*Document extract:*
Another point that was mentioned was that not all of the samples would be sent to the drift detection layer in order to utilize resources more efficiently. A much more practical strategy is for the samples that a first layer was not able to classify confidently to be sent to a second layer that involves drift detection.
Regarding the increasing number of features utilized by DroidEvolver over the years, a question arose on shouldn’t the redundant features be dropped as time progresses. The answer to this was that the situation is not always so straightforward as a feature that might be redundant at the moment, could very well be important in the future again as the malware trends or the underlying system architecture change.
An important observation was made regarding the significance of temporal information. For example, a dataset might look fairly balanced on an overall scale, but when sorted and grouped according to their timestamps, it might be totally imbalanced in specific time periods.
There are different strategies to deal with concept drift and many drift detectors that can achieve this purpose. The best drift detector might be a point of debate or discussion and might depend entirely on the resources you have, and the type of data your model sees. However, it is fairly clear that a model that accommodates for concept drift and takes measures to rectify its consequences is better than a model that doesn’t do this. This tallies with the observation of how MAMADROID’s performance kept falling across the years, while DROIDEvolver’s remained fairly stable.
Building on the previous point, a point was raised that it is not fair to compare two such models as it would result in an Inappropriate Baseline pitfall. The student insisted that it would be a better comparison for DROIDEvolver to be pitted against a model, say, that retrains the model structure but not the feature space. As a response, it was noted that MAMADROID was a popular state-of-the-art model that was meant to persist in its performance across the year and hence the comparison is fairly justified.
One aspect that the students focused on was the lack of human intervention in the whole process. Even though the benefits and convenience of such a model are apparent, the shortcomings of such a system were discussed. It was decided that a level of human intervention would be required to manually introduce specialized features that the automatic feature set updation could not handle. Moreover, the potential of poisoning the model becomes an even bigger threat with the lack of human intervention and it was agreed that even though it is not viable in an offline model it could be possible in an online one.
This led to a discussion on backdoors that can be introduced in machine learning models. In computer systems, backdoors are secret routes that a malicious actor left behind so that he/she can gain access to the system easily in the future. In ML-based malware models, backdoors can be in the form of teaching the model to identify certain rare words (that would not be used in regular contexts) as benign. Later, the attacker could use these words in his malware files to evade the detector. It was also explicitly mentioned not to employ such techniques for the in-class competition/project as it would not be fair for the other teams.

Written on February 23, 2023

*Exercise goal:*
Answer these questions from the concept drift discussion above.
1. What kind of model did the student propose as a fairer comparison for DroidEvolver?
2. In ML-based malware models, what form can a backdoor take?
3. Why might a feature that is redundant now still be kept?

*Data extract:*
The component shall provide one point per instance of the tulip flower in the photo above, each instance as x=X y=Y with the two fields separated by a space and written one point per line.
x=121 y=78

*Written response:*
1. A model that retrains the model structure but not the feature space.
2. Teaching the model to identify certain rare words, ones not used in regular contexts, as benign.
3. It could be important again in the future as malware trends or the underlying system architecture change.